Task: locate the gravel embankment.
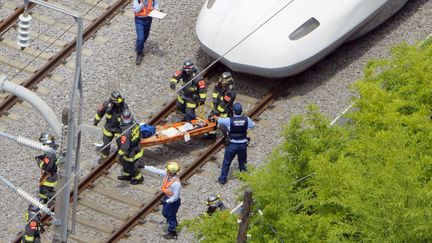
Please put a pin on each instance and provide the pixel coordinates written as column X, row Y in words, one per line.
column 112, row 67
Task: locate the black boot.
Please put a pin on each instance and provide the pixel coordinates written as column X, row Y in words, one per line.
column 137, row 181
column 170, row 235
column 124, row 178
column 139, row 59
column 209, row 136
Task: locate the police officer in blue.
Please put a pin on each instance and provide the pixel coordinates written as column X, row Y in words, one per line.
column 236, row 128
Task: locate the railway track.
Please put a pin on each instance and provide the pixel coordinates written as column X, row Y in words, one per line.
column 102, row 181
column 141, row 211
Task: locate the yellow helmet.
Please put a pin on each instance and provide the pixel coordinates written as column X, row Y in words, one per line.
column 173, row 167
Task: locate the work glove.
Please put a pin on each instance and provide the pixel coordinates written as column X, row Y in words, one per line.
column 172, row 86
column 195, row 97
column 163, row 201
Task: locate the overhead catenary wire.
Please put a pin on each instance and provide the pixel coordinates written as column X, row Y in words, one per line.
column 28, row 142
column 237, row 44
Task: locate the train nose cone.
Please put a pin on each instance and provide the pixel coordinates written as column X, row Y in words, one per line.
column 236, row 33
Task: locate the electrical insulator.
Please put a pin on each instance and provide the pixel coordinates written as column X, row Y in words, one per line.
column 24, row 30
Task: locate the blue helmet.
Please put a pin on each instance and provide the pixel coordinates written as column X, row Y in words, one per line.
column 238, row 109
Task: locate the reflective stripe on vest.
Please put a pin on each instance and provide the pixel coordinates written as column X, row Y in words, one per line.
column 28, row 238
column 166, row 184
column 238, row 128
column 145, row 10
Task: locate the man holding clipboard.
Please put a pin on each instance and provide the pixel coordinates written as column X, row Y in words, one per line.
column 143, row 19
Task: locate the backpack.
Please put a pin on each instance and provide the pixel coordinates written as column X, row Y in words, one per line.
column 147, row 130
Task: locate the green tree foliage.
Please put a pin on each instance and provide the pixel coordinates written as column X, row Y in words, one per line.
column 368, row 181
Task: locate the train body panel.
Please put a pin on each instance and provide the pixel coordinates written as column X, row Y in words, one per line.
column 284, row 38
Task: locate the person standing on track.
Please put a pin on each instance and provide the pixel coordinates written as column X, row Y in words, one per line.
column 171, row 202
column 237, row 127
column 112, row 110
column 142, row 9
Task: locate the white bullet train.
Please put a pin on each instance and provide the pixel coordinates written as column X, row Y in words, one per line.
column 284, row 37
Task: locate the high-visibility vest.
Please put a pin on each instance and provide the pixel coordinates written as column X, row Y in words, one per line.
column 166, row 184
column 146, row 9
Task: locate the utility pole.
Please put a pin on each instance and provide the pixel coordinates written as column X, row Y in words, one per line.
column 68, row 117
column 244, row 224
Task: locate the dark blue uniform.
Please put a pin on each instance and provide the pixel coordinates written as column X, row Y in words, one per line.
column 238, row 126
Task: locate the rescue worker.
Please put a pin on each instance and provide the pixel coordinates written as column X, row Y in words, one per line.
column 143, row 21
column 112, row 109
column 193, row 94
column 130, row 150
column 224, row 95
column 214, row 204
column 237, row 127
column 171, row 202
column 34, row 226
column 47, row 162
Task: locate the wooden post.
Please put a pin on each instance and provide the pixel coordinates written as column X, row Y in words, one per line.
column 244, row 224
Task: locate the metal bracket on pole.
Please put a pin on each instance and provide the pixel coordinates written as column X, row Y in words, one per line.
column 62, row 204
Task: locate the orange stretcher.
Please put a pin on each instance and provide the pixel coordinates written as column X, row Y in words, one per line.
column 178, row 131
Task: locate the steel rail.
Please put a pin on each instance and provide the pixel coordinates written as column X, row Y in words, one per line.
column 149, row 207
column 110, row 160
column 44, row 71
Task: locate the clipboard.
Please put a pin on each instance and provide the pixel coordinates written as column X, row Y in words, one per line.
column 157, row 14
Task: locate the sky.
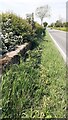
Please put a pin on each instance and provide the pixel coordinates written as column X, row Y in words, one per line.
column 22, row 7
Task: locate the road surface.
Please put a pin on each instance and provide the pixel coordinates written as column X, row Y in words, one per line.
column 60, row 39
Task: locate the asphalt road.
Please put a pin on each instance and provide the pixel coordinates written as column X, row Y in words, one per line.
column 60, row 37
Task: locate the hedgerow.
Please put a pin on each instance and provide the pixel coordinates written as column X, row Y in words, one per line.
column 15, row 31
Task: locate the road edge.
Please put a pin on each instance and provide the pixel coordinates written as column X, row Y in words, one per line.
column 60, row 50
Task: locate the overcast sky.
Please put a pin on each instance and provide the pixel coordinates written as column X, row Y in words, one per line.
column 22, row 7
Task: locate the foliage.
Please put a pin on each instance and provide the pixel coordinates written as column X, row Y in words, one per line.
column 45, row 24
column 38, row 30
column 15, row 31
column 42, row 12
column 58, row 23
column 36, row 87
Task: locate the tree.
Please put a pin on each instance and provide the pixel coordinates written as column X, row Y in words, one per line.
column 45, row 24
column 58, row 23
column 42, row 12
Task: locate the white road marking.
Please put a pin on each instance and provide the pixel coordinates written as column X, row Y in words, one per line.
column 59, row 48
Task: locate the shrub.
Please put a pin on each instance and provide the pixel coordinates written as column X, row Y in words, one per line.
column 38, row 29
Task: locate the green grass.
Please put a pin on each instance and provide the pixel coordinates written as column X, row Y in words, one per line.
column 54, row 70
column 36, row 87
column 61, row 28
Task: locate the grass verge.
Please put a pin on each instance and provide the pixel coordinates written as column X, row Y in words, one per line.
column 61, row 28
column 36, row 87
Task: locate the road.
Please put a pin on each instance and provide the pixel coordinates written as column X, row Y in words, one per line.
column 60, row 39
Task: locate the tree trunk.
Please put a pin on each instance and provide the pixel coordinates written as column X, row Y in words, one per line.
column 41, row 21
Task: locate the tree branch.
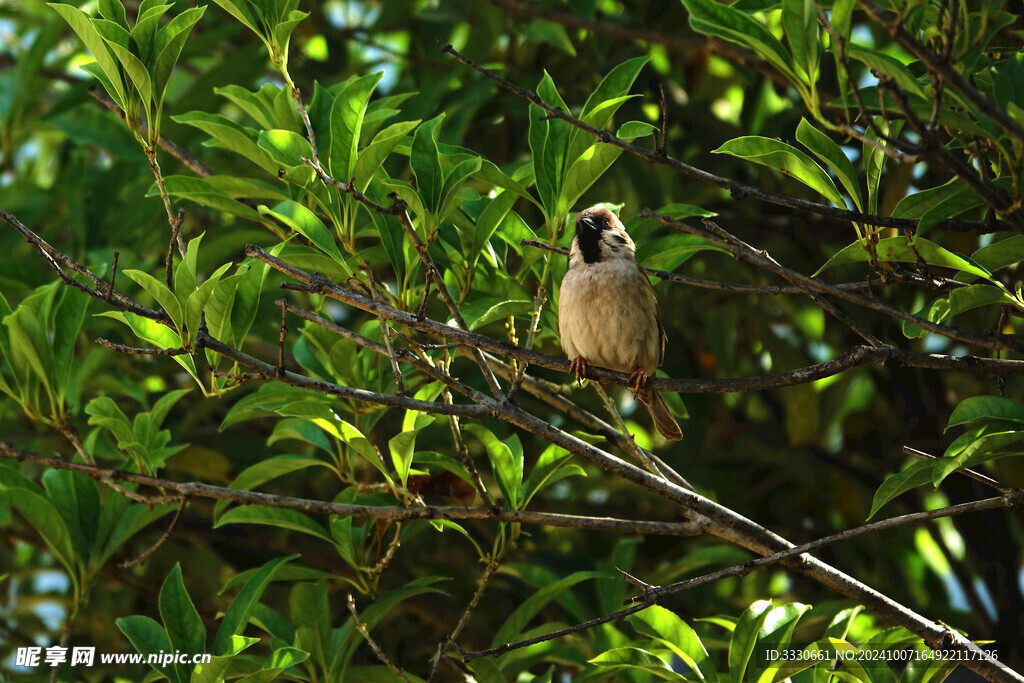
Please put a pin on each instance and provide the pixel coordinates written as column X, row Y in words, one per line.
column 737, row 189
column 193, row 489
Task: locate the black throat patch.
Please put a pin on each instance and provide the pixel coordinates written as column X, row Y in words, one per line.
column 590, row 246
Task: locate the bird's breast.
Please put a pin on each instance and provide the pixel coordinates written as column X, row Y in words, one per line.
column 607, row 314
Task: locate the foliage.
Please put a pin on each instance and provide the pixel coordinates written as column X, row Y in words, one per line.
column 338, row 152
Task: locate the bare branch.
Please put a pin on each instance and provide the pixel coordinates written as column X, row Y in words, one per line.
column 55, row 257
column 361, row 628
column 394, row 513
column 653, row 594
column 942, row 68
column 737, row 189
column 445, row 645
column 760, row 258
column 857, row 355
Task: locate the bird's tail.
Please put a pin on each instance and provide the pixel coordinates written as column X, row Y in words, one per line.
column 664, row 422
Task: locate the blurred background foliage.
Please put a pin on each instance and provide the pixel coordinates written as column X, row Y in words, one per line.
column 803, row 461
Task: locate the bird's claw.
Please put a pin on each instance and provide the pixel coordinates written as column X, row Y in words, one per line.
column 579, row 369
column 637, row 380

───

Aim of the task:
Only the lines from the one containing "Task: locate the bird's breast." to the end of the listing belong in the output, each reproduced exactly.

Exercise result:
Task: locate the bird's breast.
Please put a pin on each instance and provide the pixel coordinates written as column X, row Y in words, one per line.
column 607, row 314
Task: locate the foliage.
Please put a pin on each instance and provide the pixel coordinates written as column X, row Y in words, one per line.
column 338, row 152
Task: locate the bare branch.
Please put a pin on each instance and provide the pixel coordinates written as column X, row Y in words, one per line.
column 55, row 257
column 361, row 628
column 394, row 513
column 653, row 594
column 942, row 68
column 737, row 189
column 445, row 645
column 760, row 258
column 857, row 355
Task: locate the bird's tail.
Please put a pin on each instance and provide the pixel coordinates written as column X, row Y in words, one per line.
column 664, row 422
Task: locate the blurred background foliage.
Please put a pin on each instance and provide the pixel coordinates written as column X, row Y in words, one per line.
column 803, row 461
Task: locate the bird's claw.
Please put a pin on each instance and provide the pixel coordinates written as column X, row Y in words, one per line.
column 579, row 369
column 637, row 380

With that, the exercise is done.